One of the many things that Ancient Egyptians gave to the world was black ink. This was made by mixing black soot with vegetable oil and beeswax, gelatine and gum may also have been used. To make ink of different colours a different material was used instead of soot, for example, ochre. The fact that so many clearly legible pieces of writing survive to this day is testament to the quality of this ink. Egyptian scribes used a soft reed, with which the ink was brushed on. In Ancient Egypt stencils were used to decorate tombs, where sculptors created an outline around this pattern. Once complete this would be decorated with paint, usually a bright colour such as red, yellow or blue.
The Greeks used a hard reed as a pen that was split at the tip and cut into a nib which needed to be constantly sharpened. The most common form of writing was a stylus on wax or clay. The wax was poured into a hollowed out depression in piece of wood. Papyrus was available from Egypt on which ink was used. Since papyrus was expensive and sometimes not available parchment was developed. Ink was used on the parchment. Writing could be carved into wood or stone for signs or plaques.
Ancient Romans also used Egyptian papyrus to write on but this was very valuable. They used quills for their pens and their ink contained soot, gum, vinegar and sometimes even octopus ink. Imperial Rome had a large population, to meet demand for printed works, battalions of slaves would copy out the works of the great classical heroes. ‘Books’ in Ancient Rome were simply a large piece of papyrus with two wooden poles on with side. News was passed on through the ActaDiurna, or government announcements by Julius Caesar; these were carved into wood or metal and put up in public places.
Printing in East Asia
Evidence of the earliest Chinese inks comes from around 256 BC, these inks were made from soot and animal glue. We can trace back the use of inks with the use of natural plant dyes, animal and mineral links as well as ground up materials such as graphite. The Chinese brush is believed to have been invented by Ming Ti’en in the Third Century BC alongside the development of paper, however there is evidence that painting on silk occurred much earlier than this.
This was a fascination for Chinese scholars and many treatise and tracts were written on this. The chief ingredient for high quality ink was lampblack (made from burning vegetable oils) and glue. The best soot was made from burning specially selected pine over inverted pottery jars that trapped the soot. The soot was then mixed with glue, which could be made from horn or animal hides.

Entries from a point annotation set
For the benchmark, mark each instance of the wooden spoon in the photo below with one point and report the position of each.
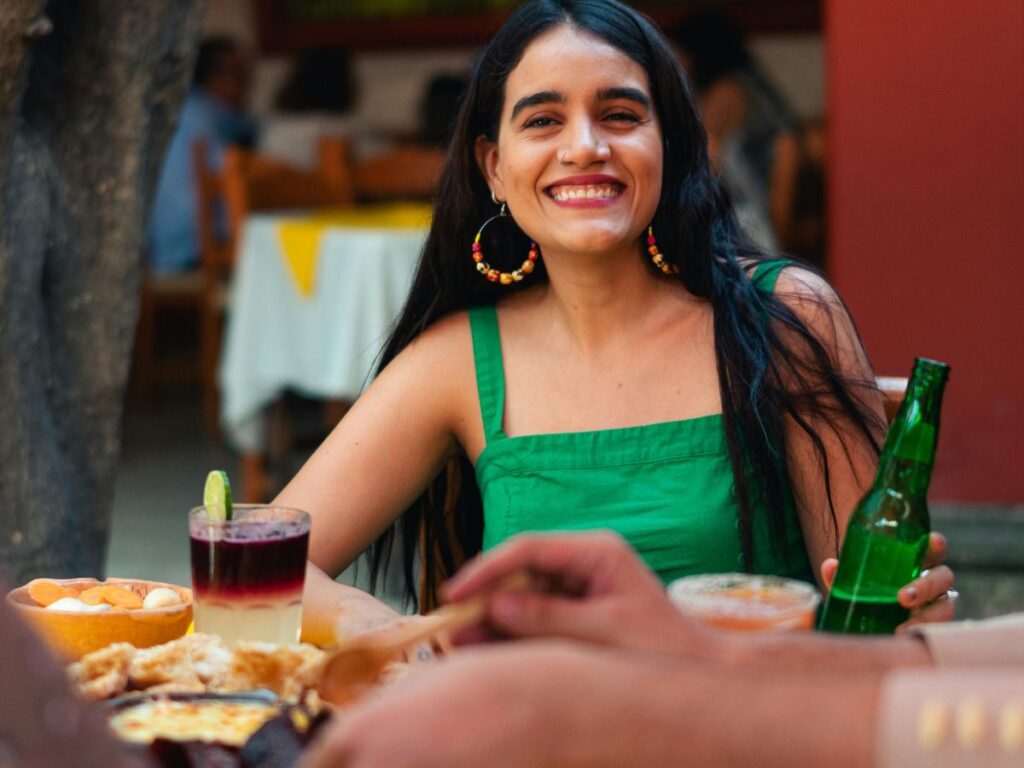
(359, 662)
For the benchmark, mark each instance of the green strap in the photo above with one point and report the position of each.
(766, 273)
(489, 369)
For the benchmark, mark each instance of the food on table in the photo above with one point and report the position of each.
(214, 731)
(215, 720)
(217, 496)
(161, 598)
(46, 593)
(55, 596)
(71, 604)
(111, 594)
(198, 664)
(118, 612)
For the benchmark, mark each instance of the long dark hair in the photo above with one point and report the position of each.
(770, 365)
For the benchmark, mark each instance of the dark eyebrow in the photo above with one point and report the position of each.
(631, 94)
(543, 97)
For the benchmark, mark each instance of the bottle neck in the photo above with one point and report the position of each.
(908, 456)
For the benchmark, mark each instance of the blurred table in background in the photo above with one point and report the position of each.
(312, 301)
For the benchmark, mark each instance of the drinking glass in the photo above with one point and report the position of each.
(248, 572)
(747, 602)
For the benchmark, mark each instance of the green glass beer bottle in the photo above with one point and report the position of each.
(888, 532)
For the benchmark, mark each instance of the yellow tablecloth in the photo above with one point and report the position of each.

### PROBLEMS TO WORK ON
1. Name every ingredient that the text on ancient writing and ink lists for the ink of the Ancient Romans.
2. Using the text on ancient writing and ink, decide whether each statement agrees with it, answering yes or no and quoting the deciding words:
(a) The Greek reed pen had a nib that needed constant sharpening.
(b) Parchment was developed because papyrus was cheap and always available.
(c) The earliest evidence of Chinese inks dates from around 256 BC.

### RESPONSES FOR EACH TASK
1. Soot, gum, vinegar, and sometimes octopus ink.

2.
(a) Yes: "cut into a nib which needed to be constantly sharpened"
(b) No: "Since papyrus was expensive and sometimes not available parchment was developed."
(c) Yes: "Evidence of the earliest Chinese inks comes from around 256 BC"